# Passage provided start

Canadian Ski Instructors' Alliance Alliance des moniteurs de ski du Canada
- Formation: 1938
- Purpose: Ski teaching
- Headquarters: Montreal, Quebec
- Location: Canada;
- Website: www.snowpro.com

= Canadian Ski Instructors' Alliance =

Professional association

The Canadian Ski Instructors' Alliance (CSIA), founded in 1938, is an association of more than twenty thousand professional skiers located across Canada. The CSIA's purposes are to ensure a nationwide ski teaching standard through the development of effective skiing techniques and teaching methods and promote the importance of ski safety.

The organisation grants four general levels of certification, modular certification in snow park instruction, as well as ongoing professional development for ski instructors. Each successive level demonstrates competence in ski instruction, pedagogy, as well as individual ski performance.

==History==
The CSIA was founded in 1938.

Today, the CSIA is divided into six regional chapters: British Columbia/Yukon, Alberta, Central, Ontario, Québec and Atlantic.

The national office is the centralization point of all activities. Main responsibilities include communications, as well as programs and educational development.

==Certifications==

The CSIA has a total of four certification levels for instructors, as well as two snow park certification levels.

# Passage provided end

### [Requirement a]
In the passage on the Canadian Ski Instructors' Alliance, how many regional chapters is the CSIA divided into?

# Dataset excerpts start

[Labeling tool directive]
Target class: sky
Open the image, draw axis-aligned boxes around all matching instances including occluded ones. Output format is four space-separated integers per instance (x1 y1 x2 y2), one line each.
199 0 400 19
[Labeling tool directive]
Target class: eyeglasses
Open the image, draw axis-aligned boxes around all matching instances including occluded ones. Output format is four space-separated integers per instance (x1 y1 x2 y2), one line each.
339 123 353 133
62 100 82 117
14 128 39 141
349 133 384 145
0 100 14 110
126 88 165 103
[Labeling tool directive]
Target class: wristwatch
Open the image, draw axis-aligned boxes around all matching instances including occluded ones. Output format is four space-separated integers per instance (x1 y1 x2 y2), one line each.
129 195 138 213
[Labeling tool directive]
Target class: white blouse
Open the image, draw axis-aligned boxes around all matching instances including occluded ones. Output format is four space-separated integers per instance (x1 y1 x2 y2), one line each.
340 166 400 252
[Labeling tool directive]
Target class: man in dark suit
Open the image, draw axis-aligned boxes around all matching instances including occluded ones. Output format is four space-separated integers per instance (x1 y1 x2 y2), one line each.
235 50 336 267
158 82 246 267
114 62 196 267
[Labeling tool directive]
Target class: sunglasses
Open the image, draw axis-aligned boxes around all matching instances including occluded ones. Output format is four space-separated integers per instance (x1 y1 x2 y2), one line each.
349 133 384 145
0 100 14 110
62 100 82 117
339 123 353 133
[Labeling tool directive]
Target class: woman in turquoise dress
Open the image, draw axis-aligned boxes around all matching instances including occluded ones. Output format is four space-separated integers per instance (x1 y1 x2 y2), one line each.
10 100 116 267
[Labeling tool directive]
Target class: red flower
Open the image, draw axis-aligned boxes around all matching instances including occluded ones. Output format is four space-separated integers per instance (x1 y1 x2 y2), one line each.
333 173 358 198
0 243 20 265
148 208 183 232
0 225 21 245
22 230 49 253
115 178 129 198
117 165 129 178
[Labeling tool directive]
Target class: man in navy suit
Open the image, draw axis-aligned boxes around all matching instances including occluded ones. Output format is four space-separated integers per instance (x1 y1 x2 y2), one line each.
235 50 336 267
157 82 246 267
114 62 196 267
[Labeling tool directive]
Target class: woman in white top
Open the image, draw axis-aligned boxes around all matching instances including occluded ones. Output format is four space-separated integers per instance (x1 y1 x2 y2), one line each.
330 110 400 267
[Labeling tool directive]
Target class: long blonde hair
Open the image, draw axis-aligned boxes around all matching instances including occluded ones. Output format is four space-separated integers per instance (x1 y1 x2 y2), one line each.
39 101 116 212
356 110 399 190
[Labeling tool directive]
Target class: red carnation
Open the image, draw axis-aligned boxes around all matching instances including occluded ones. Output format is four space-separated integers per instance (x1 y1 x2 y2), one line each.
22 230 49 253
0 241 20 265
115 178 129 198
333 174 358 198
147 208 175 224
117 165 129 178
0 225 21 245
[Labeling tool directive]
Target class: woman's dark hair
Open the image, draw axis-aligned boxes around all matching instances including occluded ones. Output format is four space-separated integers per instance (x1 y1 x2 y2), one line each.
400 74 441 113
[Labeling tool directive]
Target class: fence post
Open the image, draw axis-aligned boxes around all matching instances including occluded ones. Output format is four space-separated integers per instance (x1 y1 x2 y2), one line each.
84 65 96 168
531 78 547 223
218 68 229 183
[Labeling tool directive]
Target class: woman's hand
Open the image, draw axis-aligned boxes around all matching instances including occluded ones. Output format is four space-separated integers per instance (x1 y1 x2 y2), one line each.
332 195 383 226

# Dataset excerpts end

### [Requirement b]
Reproduce the rows from their first line through the line containing "199 0 400 19", keeping the directive lines as they are and increasing every box coordinate in the answers by 122.

### [Written answer a]
Six regional chapters.

### [Written answer b]
[Labeling tool directive]
Target class: sky
Open the image, draw axis-aligned boxes around all matching instances including occluded ones. Output format is four space-separated integers per instance (x1 y1 x2 y2), one line each.
321 122 522 141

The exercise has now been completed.